__Reading passage__.
⁂

Each of my three novels has been an entirely different writing experience. Fireworks began as a short story, and December began as the exploration of a single idea. I came to this novel quite accidentally. I had written the opening scene some years before (probably shortly after the actual quarry incident occurred), and during a case of writer’s block after I had finished December I was poring over old files, stumbled across the scene by the quarry at night, and decided to continue on—to write around in the setting and explore these characters—and to see if anything came of it all. More than either of the other two novels, which I wrote from essentially from start to finish before doing any major revisions, this one was all about writing and rewriting and rewriting again as I went along. I came to many dead ends and road blocks along the way, and again and again I’d have to back up and find a different way forward; again and again I’d have rip things apart and rearrange. Each chapter had at least ten incarnations. Interestingly, this process was not any more time consuming than writing the other two was, though sometimes I felt as if it required reading my own material so often I grew too close to it to make sense of things. When this happened, I’d have to take a week off.

⁂

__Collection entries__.
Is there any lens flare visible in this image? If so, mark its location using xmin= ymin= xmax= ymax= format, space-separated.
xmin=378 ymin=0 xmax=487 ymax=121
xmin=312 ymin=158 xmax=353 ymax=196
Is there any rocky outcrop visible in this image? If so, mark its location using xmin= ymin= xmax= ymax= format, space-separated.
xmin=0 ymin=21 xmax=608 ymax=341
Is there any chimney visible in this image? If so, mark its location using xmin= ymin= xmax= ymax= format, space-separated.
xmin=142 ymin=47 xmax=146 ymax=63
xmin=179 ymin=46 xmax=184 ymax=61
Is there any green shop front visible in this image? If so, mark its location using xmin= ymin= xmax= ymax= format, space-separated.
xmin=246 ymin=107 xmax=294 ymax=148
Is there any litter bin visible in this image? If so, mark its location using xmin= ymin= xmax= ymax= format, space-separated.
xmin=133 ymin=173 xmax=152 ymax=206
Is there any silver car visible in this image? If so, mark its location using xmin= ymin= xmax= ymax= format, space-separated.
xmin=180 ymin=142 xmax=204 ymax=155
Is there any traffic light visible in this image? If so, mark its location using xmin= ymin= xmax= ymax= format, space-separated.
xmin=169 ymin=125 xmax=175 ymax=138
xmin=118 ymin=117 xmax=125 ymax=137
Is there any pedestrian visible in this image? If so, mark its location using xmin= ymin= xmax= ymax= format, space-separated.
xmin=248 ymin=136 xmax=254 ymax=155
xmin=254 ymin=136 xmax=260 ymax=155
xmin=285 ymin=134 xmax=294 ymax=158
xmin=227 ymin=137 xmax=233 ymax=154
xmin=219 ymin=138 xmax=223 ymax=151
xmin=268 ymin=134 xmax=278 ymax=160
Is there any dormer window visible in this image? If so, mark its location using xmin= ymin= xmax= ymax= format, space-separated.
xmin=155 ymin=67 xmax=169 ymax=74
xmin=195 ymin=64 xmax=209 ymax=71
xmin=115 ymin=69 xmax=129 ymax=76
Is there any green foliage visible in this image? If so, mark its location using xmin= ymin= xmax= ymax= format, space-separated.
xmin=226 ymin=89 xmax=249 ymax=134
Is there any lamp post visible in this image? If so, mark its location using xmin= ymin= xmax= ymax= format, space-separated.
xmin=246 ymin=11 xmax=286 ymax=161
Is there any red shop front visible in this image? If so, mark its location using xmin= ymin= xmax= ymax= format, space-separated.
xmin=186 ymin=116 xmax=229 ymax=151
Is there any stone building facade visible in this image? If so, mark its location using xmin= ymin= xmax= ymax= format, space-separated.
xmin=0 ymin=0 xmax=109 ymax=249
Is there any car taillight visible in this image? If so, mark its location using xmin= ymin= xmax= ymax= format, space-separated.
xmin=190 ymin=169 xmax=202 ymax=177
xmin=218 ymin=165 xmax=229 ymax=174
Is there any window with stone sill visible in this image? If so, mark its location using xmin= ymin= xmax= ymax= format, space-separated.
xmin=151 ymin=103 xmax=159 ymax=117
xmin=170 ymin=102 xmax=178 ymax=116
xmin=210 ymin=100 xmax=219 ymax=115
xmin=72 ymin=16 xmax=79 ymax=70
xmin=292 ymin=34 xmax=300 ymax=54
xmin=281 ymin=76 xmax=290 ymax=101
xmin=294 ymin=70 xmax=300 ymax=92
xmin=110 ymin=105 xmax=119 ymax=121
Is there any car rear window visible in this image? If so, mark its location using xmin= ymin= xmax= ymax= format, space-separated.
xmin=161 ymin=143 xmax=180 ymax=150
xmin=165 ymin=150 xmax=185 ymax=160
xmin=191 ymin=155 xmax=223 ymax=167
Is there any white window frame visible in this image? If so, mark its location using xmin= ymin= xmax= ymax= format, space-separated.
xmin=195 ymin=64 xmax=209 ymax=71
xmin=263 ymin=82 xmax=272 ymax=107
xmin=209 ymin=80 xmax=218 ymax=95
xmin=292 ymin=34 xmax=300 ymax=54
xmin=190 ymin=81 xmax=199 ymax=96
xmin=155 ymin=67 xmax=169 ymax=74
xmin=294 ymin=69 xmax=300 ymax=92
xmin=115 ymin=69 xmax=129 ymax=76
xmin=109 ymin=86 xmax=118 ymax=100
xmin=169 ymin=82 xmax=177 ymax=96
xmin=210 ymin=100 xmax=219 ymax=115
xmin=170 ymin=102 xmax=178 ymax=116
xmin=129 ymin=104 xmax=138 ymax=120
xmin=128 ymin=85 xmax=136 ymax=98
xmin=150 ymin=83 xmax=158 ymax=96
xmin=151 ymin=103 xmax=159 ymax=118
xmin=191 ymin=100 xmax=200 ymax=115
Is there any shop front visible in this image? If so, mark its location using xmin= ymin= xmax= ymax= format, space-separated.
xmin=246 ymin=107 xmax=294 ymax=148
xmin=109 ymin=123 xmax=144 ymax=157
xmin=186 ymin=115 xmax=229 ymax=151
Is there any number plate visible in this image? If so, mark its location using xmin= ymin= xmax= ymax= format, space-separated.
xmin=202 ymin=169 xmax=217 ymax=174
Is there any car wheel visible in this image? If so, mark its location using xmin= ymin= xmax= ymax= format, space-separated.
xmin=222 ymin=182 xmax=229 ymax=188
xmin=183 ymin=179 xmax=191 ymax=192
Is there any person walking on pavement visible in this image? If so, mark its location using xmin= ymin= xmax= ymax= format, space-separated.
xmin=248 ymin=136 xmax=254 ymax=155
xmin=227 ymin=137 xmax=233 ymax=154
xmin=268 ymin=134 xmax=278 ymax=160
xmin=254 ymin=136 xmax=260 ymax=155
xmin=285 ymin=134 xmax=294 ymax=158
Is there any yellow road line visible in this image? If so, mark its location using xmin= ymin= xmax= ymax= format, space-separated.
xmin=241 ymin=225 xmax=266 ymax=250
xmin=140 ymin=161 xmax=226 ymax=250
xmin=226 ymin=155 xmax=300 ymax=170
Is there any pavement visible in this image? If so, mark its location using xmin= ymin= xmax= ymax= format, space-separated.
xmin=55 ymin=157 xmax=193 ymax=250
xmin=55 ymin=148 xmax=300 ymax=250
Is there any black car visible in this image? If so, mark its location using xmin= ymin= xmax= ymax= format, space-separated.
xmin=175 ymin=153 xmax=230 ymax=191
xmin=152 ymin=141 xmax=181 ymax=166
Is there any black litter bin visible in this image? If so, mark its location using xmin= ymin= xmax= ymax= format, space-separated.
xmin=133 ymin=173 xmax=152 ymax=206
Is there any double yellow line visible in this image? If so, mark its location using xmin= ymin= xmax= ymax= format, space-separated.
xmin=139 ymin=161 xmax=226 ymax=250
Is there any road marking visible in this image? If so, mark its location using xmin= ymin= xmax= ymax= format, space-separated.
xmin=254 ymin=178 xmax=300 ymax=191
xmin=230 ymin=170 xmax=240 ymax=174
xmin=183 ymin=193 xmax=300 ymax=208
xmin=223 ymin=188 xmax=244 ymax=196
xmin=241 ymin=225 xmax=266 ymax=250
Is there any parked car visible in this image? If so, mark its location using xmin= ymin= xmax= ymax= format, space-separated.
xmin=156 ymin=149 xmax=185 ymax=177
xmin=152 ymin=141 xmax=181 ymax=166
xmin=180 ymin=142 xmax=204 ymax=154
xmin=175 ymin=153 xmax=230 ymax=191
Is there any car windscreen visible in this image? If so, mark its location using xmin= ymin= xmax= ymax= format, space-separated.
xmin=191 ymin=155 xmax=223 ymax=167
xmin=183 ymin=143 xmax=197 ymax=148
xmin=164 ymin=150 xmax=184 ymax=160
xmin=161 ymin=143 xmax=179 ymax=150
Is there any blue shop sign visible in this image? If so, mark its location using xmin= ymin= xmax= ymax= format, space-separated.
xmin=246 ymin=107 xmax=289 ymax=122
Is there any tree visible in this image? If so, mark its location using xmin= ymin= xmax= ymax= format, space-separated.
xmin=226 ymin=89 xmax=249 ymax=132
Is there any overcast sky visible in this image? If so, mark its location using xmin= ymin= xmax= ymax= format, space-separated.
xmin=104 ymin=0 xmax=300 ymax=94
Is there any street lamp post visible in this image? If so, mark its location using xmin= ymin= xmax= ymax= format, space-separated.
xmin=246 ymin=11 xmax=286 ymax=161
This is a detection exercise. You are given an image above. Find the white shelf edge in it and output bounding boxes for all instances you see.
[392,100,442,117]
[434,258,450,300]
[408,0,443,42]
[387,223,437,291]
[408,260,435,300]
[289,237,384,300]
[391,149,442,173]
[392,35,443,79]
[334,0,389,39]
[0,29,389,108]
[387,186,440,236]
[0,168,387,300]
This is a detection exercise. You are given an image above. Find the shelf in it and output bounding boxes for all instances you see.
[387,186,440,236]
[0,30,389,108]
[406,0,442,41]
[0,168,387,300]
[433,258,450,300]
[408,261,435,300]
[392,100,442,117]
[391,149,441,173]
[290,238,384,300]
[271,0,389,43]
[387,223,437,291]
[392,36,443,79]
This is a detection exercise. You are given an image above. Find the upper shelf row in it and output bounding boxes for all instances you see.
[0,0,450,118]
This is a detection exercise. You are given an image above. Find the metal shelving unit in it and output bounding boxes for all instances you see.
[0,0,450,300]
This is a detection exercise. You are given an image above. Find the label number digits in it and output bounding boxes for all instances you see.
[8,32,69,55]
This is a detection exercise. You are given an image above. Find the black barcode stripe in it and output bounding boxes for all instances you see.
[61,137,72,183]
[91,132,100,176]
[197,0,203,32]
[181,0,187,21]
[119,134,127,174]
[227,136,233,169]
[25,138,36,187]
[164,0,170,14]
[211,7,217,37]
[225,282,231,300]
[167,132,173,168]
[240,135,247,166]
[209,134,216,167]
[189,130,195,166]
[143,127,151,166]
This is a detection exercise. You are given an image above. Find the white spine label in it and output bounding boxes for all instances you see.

⁂

__Tasks to carry out__.
(a) According to the passage about writing three novels, how did each of the three novels begin? List one starting point for each novel.
(b) In the passage about writing three novels, why did the writer sometimes have to take a week off?
(c) Extend the passage about writing three novels, beginning right after its final sentence.

__The results__.
(a)
- Fireworks began as a short story.
- December began as the exploration of a single idea.
- This novel began with an opening scene by the quarry at night, written years earlier and found again in old files.

(b) The constant rewriting meant reading the writer's own material so often that the writer grew too close to it to make sense of things. Taking a week off was the response when that happened.

(c)
As far as themes that recur throughout the novels, I would say I tend to return again and again to ideas of family, and how various family members relate to, rely on, and affect each other. Families are a curious web that I never seem to tire of exploring.
6. On page 272, you show readers Joan’s manuscript, followed by notes on future chapters and insights on how she works. Would a spy find the same type of notes on your writing desk? How do you tend to work? Do you prefer to submerge yourself and write long days in short spurts, or does slow and steady win the race for you with a few pages every day?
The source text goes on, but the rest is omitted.